Transcribe the entries that follow, word for word.

╔══

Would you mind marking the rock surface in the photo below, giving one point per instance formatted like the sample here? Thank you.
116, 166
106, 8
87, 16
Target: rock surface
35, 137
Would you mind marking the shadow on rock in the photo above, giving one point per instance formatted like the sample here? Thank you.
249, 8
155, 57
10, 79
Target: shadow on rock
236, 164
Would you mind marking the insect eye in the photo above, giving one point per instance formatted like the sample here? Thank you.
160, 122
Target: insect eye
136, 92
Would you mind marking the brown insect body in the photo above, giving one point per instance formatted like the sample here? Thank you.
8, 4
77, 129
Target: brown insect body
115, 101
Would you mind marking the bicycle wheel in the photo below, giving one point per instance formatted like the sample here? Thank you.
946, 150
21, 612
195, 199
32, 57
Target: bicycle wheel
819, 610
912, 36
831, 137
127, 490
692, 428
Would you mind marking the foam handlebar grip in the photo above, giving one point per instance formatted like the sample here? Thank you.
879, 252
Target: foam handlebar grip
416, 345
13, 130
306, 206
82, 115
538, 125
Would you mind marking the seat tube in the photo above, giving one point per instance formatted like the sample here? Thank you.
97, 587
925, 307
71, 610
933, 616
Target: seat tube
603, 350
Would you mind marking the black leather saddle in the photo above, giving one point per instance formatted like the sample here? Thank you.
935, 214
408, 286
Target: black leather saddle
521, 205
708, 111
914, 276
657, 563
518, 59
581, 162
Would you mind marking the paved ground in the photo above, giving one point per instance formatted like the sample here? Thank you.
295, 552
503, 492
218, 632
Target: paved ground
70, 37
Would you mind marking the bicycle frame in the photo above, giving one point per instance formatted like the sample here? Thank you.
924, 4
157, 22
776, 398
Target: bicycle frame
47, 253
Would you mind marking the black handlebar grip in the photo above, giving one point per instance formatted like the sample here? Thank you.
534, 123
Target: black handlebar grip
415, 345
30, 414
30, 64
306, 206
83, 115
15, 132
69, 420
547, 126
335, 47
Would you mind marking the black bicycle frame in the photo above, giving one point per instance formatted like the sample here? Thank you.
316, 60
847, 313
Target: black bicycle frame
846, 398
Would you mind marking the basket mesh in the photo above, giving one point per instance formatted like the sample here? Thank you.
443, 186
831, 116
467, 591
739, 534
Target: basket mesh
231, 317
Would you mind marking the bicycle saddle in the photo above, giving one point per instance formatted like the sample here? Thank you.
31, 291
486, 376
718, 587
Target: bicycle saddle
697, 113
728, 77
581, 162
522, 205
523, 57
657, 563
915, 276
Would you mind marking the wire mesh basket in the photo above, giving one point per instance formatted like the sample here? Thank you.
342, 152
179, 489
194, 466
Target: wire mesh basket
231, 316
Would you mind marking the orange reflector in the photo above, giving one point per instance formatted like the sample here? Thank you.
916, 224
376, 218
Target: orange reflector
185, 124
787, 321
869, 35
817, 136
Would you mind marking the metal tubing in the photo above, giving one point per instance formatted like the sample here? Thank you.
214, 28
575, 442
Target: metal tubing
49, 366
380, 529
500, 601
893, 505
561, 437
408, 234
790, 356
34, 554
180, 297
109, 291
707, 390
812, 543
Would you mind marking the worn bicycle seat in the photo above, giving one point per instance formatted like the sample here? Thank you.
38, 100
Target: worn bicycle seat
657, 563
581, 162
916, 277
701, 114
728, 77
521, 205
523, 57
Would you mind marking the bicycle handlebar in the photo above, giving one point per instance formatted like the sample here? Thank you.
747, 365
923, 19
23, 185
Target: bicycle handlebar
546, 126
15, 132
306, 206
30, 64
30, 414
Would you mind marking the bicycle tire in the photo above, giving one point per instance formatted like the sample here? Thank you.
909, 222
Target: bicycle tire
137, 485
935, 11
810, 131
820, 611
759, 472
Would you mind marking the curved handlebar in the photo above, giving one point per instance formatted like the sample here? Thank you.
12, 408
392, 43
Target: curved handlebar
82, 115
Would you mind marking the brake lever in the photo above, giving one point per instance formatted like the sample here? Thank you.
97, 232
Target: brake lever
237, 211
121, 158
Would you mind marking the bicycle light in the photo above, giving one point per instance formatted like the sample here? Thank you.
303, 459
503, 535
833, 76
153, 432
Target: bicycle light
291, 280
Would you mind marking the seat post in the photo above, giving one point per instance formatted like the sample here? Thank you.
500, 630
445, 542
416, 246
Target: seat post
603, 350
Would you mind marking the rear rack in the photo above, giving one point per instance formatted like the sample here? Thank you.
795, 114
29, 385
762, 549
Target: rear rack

╚══

RESULT:
Would you mind marking the rock surface in the photo below, giving one point per instance formatted like the sample here? Thank you.
116, 166
106, 8
87, 16
Target: rock surface
35, 137
Would you mind marking the shadow on rock in the photo above, giving one point per instance formatted like the sample here? Thank you.
249, 8
155, 57
10, 79
Target: shadow on rock
236, 164
Would you mind marking the insect eye in the photo above, giving one point per instance formatted like the sample here? Thank you.
160, 122
Target: insect eye
136, 92
Would you mind marking the brown insect body in the photo above, giving one point per instance formatted like the sample here? Thank you.
8, 4
77, 129
Target: brown insect body
115, 101
Would you mind marking the bicycle wheel in the photo below, giving one point per instance formatted like the sample here? Thank you.
946, 150
21, 612
195, 199
32, 57
Target: bicycle wheel
819, 610
912, 36
831, 137
127, 490
692, 428
Would you mind marking the foam handlebar grip in the photo above, giving one point per instance formatted like the sample here? Thank you.
879, 252
Target: foam handlebar grip
416, 345
13, 130
306, 206
82, 115
538, 125
Would you mind marking the seat tube in the photo above, giving one point per instance formatted like the sample here? Thank you.
97, 587
925, 307
71, 610
933, 616
Target: seat tube
603, 350
Would you mind marking the black leather saddle in the photo above, giving one point per instance formatted like the sample here? Thank you.
935, 214
408, 286
Target: black leather saddle
521, 205
708, 111
914, 276
657, 563
518, 59
581, 162
Would you mind marking the paved ground in the photo above, giving one point per instance formatted like the sample here? Thank you.
295, 552
503, 492
218, 632
Target: paved ground
70, 37
Would you mind marking the bicycle frame in the photo above, giving one point per instance formatted like the sample here? Thank you.
924, 4
157, 22
776, 398
Target: bicycle frame
47, 253
Would you mind marking the black handlebar grip in the photo above, giving one point per instance formatted like the sample here? Thank you.
534, 123
Target: black handlebar grip
415, 345
30, 414
30, 64
306, 206
83, 115
15, 132
69, 420
547, 126
335, 47
Would you mind marking the black bicycle frame in the photo above, giving one point per instance formatted like the sample here? Thank you.
316, 60
847, 313
Target: black bicycle frame
846, 398
Would you mind marking the basket mesh in the photo above, giving one point per instance formatted like the sample here? Thank you.
443, 186
831, 116
467, 591
739, 534
Target: basket mesh
231, 317
Would you mind marking the bicycle saddle in the photo above, giving one point per instance formatted like the sample here? Thank you.
31, 291
486, 376
718, 587
Target: bicycle saddle
697, 113
728, 77
581, 162
522, 205
523, 57
657, 563
915, 276
Would you mind marking the wire mesh basket in the photo above, giving one point per instance formatted like the sample here? Thank you.
342, 152
179, 489
194, 466
Target: wire mesh basket
231, 316
Would you mind marking the orange reflector in the photo above, giving one point per instance formatted like the sample here? Thank you.
916, 224
376, 218
Target: orange reflector
185, 124
787, 321
869, 35
817, 136
Would you mind marking the metal tubing in the photo above, giving one point per instance formatted like the sample here? Thank you.
214, 28
575, 442
Target: metal tubing
49, 366
380, 529
500, 601
893, 505
561, 437
408, 234
790, 356
34, 554
180, 297
109, 291
707, 390
812, 543
Would you mind marking the worn bicycle seat in the photo above, giving one point per instance formatted like the sample here? Thank you.
38, 100
Target: worn bicycle seat
657, 563
581, 162
916, 277
701, 114
728, 77
521, 205
523, 57
Would you mind marking the bicycle handlebar in the photo above, giving one point per instance formatted like the sample here? Thank you.
747, 365
923, 19
23, 185
Target: bicycle handlebar
546, 126
15, 132
306, 206
30, 64
30, 414
Would you mind marking the bicycle tire in the photo above, giving one point per instance formatted like the sample here? Thank you.
909, 222
Target: bicycle tire
137, 485
935, 11
810, 131
820, 611
759, 472
Would you mind marking the curved handlebar in the photo above, giving one point per instance formatted like the sample here? Thank you.
12, 408
392, 43
Target: curved handlebar
82, 115
Would you mind marking the brake lever in the photo above, giving one point per instance formatted like the sample here? Thank you.
97, 232
Target: brake lever
237, 211
121, 158
Would you mind marking the bicycle light in the photo above, giving one point per instance formatted like the sample here? Thank you.
303, 459
503, 535
833, 76
153, 432
Target: bicycle light
291, 280
Would you mind marking the seat post in the photo above, giving one point per instance formatted like the sample here? Thank you.
500, 630
445, 542
416, 246
Target: seat post
603, 350
Would you mind marking the rear rack in the photo above, giving one point per instance formatted like the sample here? Thank you.
795, 114
29, 385
762, 549
Target: rear rack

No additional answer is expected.